Exercise:
Please restate exactly what appears in the records below from the first line to the line where "x=54, y=283" is, that line included.
====== Available records ======
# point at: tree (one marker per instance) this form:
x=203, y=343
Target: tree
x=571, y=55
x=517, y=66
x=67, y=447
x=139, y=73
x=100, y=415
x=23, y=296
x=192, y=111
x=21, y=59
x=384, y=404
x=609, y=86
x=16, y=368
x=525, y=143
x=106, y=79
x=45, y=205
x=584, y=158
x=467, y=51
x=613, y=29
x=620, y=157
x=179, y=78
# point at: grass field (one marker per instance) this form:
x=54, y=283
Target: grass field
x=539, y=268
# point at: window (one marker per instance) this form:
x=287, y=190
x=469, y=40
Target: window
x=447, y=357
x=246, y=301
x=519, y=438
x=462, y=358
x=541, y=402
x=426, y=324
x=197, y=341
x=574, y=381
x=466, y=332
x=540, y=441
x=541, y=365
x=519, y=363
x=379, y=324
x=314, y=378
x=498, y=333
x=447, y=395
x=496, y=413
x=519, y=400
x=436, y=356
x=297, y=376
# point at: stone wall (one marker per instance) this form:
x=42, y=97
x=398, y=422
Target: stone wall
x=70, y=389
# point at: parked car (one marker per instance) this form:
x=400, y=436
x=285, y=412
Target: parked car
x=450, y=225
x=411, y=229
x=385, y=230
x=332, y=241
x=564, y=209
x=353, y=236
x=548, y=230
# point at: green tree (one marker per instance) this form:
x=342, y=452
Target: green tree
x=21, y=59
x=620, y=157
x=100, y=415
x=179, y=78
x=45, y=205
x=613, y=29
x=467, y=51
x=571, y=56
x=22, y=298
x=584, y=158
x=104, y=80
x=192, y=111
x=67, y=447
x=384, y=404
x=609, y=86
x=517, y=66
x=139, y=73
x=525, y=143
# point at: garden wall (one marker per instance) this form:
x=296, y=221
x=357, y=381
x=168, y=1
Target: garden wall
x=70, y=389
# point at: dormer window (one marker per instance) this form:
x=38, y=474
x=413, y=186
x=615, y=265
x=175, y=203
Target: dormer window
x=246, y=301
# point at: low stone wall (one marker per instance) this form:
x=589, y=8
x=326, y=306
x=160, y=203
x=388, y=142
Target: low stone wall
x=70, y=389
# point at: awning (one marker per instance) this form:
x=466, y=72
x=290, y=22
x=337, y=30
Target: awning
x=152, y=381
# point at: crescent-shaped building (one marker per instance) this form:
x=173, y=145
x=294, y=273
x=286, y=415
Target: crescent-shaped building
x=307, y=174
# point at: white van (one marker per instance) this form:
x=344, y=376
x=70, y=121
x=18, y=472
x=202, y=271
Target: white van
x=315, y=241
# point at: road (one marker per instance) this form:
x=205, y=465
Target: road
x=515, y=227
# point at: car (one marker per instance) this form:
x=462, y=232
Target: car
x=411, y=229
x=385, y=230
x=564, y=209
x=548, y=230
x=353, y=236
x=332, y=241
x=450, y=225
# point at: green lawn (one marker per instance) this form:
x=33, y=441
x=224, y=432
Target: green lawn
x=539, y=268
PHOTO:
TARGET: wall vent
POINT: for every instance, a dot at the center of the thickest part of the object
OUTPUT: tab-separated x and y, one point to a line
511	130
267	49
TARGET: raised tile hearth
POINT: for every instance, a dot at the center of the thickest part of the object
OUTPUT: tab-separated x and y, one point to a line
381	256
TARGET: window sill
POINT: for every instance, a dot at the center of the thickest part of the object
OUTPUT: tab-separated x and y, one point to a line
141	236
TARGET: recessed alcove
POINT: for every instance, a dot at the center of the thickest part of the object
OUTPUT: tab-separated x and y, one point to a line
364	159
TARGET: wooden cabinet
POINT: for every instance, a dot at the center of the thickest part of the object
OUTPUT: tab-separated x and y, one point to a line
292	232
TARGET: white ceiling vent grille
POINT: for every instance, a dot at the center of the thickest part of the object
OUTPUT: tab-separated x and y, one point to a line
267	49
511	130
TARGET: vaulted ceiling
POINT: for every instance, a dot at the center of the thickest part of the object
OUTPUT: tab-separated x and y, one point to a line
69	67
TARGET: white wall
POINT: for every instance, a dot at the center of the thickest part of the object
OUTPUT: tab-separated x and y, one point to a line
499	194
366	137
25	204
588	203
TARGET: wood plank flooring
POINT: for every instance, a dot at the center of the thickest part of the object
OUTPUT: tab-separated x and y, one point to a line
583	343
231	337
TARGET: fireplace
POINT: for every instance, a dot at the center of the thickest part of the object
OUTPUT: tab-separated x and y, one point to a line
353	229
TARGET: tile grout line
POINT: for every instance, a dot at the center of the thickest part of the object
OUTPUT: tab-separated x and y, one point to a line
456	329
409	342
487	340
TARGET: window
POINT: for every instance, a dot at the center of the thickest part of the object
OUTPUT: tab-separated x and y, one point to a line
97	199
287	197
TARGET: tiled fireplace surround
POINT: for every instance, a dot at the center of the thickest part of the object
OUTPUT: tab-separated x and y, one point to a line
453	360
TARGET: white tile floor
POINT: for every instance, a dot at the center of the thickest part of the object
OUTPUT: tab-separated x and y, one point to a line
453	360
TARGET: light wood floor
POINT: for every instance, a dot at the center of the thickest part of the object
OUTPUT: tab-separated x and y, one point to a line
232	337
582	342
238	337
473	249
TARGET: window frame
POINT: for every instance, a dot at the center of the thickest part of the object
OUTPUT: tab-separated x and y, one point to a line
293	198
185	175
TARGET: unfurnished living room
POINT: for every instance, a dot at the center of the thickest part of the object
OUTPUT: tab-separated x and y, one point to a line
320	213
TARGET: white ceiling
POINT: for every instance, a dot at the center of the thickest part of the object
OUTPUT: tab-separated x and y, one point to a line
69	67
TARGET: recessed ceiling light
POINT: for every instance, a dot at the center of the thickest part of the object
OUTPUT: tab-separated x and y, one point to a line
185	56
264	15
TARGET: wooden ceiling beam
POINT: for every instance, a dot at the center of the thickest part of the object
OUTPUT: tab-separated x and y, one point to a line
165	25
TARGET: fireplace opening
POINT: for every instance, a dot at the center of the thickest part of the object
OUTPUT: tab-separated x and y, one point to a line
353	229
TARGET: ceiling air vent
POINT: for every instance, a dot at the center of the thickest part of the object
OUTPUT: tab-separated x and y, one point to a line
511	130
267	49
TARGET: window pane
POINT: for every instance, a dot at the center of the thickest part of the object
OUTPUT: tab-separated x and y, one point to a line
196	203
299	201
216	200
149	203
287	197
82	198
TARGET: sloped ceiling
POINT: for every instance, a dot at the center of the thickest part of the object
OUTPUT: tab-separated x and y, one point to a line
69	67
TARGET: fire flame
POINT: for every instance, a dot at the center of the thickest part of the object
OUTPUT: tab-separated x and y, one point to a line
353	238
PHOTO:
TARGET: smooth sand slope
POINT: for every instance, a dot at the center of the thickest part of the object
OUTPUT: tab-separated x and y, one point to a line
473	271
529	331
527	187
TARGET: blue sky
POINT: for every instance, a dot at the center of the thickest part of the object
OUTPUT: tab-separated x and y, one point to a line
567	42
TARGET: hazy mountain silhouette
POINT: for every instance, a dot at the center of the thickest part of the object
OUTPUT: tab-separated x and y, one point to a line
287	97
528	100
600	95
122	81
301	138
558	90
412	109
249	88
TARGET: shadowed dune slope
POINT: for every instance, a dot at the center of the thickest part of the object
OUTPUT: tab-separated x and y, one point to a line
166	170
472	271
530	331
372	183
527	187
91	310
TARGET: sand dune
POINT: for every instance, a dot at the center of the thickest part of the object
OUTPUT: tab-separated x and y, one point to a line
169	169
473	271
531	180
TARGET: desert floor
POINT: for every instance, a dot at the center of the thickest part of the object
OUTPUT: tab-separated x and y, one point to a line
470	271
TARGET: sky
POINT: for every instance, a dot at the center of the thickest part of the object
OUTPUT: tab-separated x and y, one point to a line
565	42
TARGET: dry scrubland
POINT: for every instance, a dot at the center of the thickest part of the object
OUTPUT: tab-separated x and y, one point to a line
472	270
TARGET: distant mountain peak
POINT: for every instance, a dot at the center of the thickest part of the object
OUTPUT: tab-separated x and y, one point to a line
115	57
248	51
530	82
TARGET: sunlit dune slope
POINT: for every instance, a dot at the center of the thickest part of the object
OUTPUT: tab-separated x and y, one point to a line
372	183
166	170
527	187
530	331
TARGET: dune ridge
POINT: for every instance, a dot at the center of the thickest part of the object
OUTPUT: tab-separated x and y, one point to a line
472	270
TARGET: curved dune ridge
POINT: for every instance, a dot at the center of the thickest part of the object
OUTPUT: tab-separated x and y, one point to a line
======
Answer for the task:
# point at: tree (one marker per instance) this form:
x=203, y=343
Target: tree
x=571, y=55
x=517, y=66
x=67, y=447
x=139, y=73
x=100, y=415
x=23, y=296
x=192, y=111
x=21, y=59
x=384, y=404
x=609, y=86
x=16, y=368
x=525, y=143
x=106, y=79
x=45, y=205
x=584, y=158
x=467, y=51
x=613, y=29
x=620, y=157
x=179, y=78
# point at: grass field (one marker per instance) this form:
x=54, y=283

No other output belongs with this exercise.